Text shown ▸
Lists of quotes designed to demonise always omit context, and often vary in wording and attribution.  Our quote is not different in this respect.  Some suggest that it comes from the Stromateis or Miscellanies book 3, but it does not.  It appears in somewhat varying forms around the web, such as “every woman should be filled with shame by the thought that she is a woman”.  A hate-article, “20 disgustingly misogynist quotes from religious leaders” – none of them Muslim, for some reason – at Salon, by a certain Valerie Tarico, Oct 15, 2014, (online here) gives it in this version, which is sometimes combined with the other:

[For women] the very consciousness of their own nature must evoke feelings of shame. —Saint Clement of Alexandria, Christian theologian (c150-215) Pedagogues II, 33, 2.

There are a number of books from India which reference Bertrand Russell as a source, such as this one.  But that book only references his smug tract in favour of adultery, Marriage and Morality (1929) – one feels for his poor abused wife – which does not contain any reference to Clement of Alexandria.

Rather more helpful is an article “Religion as the root of sexism” by a certain Barbara G. Walker, published at Freethought Today 28 (2011) and online here.

Clement of Alexandria said every woman should be filled with shame by the thought that she is a woman, and quoted Jesus’ words from the Gospel According to the Egyptians: “I have come to destroy the works of the female.”

The article notes:

Barbara G. Walker is author of the monumental feminist/freethought sourcebook The Woman’s Encyclopedia of Myths and Secrets (1983). Her 20 other books, published by Harper & Row, include The Skeptical Feminist.

Dataset content ▸
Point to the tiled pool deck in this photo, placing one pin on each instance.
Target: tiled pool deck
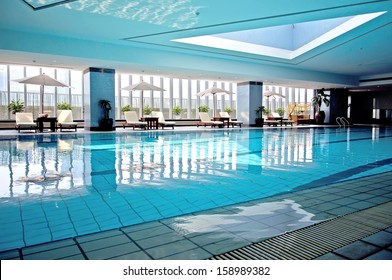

Written exercise ▸
Resume the article that traces the quote attributed to Clement of Alexandria, starting right after its last sentence.

Reply to the task ▸
If you follow the reference (the same claim appears on p.921) and look up the sources, you are led back to R. Briffault, “The Mothers“, NY: MacMillan (1927) vol. 3, p.373, online here.  This does give a specific reference:

“Every woman,” says Clement of Alexandria, “ought to be filled with shame at the thought that she is a woman.” [4]

4.  Clement of Alexandria, Paedagogus, ii. 2,in Migne, op. cit., Series Graeca, vol. viii, col. 429.

I.e. Patrologia Graeca 8, col. 429.  This too does not contain the words given; but there is indeed something here, in Paedagogus, book 2, chapter 2, towards the end:

Image of PG8, col. 429, with relevant part highlighted

The Ante-Nicene Fathers translation (online here) gives this as follows:

For nothing disgraceful is proper for man, who is endowed with reason; much less for woman to whom it brings modesty even to reflect of what nature she is.

The subject is drunkenness, and how inappropriate it is for men or women.

Greek:

οὐδεὶς γὰρ ψόφος οἰκεῖοσ ἀνδρὶ λογικῷ, ἔτι δὲ μᾶλλον γυναικί, ᾗ καὶ τὸ συνειδέναι αὐτὴν ἑαυτῇ, ἥτις εἴη μόνον, αἰσχύνην φέρει.

The Latin, and Google translate:

Nihil enim, quod probram affert et vituperationem, viro, qui ratione est praeditus, convenit, multo autem minus mulieri, cui vel ipsum cogitare quaenam sit, ei affert pudorem.

For nothing that brings shame and reproach is suitable for a man who is endowed with reason, but much less for a woman, to whom even to think what she is, brings her shame.

The Sources Chrétiennes 108 French translation (p.71), with Google translate:

2. Il ne convient pas de faire du bruit (en buvant), ni à un homme raisonnable , ni encore moins à une femme, à qui le fait d’avoir conscience elle-même de ce qu’elle est, suffit à inspirer de la pudeur.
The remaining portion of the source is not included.